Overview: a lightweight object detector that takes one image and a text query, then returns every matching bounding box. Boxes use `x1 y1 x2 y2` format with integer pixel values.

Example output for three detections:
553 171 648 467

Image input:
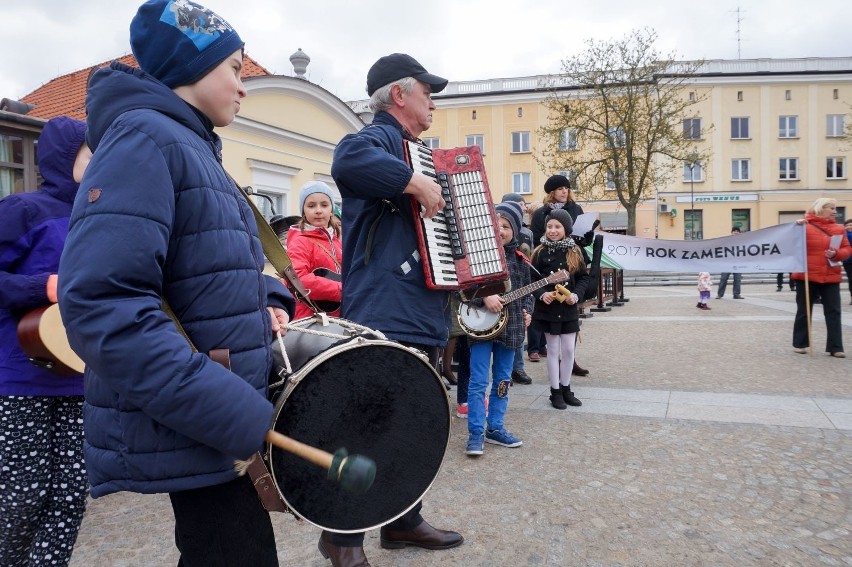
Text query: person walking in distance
696 272 713 311
716 226 743 299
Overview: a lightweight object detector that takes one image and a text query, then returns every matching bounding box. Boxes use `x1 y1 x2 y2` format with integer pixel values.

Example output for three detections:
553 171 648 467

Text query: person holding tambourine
287 181 343 319
532 209 591 409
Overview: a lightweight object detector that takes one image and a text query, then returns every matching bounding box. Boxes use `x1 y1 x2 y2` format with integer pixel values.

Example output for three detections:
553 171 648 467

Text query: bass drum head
269 340 450 533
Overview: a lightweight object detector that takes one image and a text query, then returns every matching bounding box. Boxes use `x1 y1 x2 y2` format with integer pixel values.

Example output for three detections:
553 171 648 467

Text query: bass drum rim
265 330 452 533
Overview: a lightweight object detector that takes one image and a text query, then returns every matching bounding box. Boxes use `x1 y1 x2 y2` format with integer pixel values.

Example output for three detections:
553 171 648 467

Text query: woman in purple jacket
0 117 92 565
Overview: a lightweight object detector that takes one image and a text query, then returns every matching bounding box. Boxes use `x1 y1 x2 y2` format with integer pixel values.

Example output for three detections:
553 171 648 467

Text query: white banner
604 223 806 273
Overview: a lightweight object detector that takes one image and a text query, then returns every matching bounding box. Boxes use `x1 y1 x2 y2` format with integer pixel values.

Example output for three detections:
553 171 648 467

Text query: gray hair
370 77 417 113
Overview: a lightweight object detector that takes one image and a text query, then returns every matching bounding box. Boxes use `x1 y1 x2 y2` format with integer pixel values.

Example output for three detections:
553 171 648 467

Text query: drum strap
162 298 288 512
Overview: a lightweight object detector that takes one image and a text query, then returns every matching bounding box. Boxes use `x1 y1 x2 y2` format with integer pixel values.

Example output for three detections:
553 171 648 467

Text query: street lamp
689 152 698 240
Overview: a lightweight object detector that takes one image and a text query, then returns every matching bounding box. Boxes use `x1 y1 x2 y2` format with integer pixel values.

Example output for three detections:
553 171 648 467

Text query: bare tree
536 29 712 235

- Description of the task
Rewrite the lines above from the very first one through the line that contains "532 209 591 409", keeping the requests and their sample outputs unchanged. Multiply each bounding-box coordinate in the answers by 0.8 and round to whole numbers with halves going up, and leave out the pictures.

- Result
Overview: a lightweight object detector that takes one image and a text query, then returns every matching bounding box. Boxes use `x1 y1 x2 y2` format with integer pixel values.

Example output for three detections:
553 171 648 467

Image input:
Text query: person walking in distance
557 218 570 249
573 181 594 239
Overview: a lightweight object detector that takes one image and a text query, then returns every matching bounding box. Boxes use `x1 y1 x2 y2` format with integer pixel values.

Example output for three detections:
553 171 648 467

Text query: person holding tambourine
230 145 274 255
426 167 473 327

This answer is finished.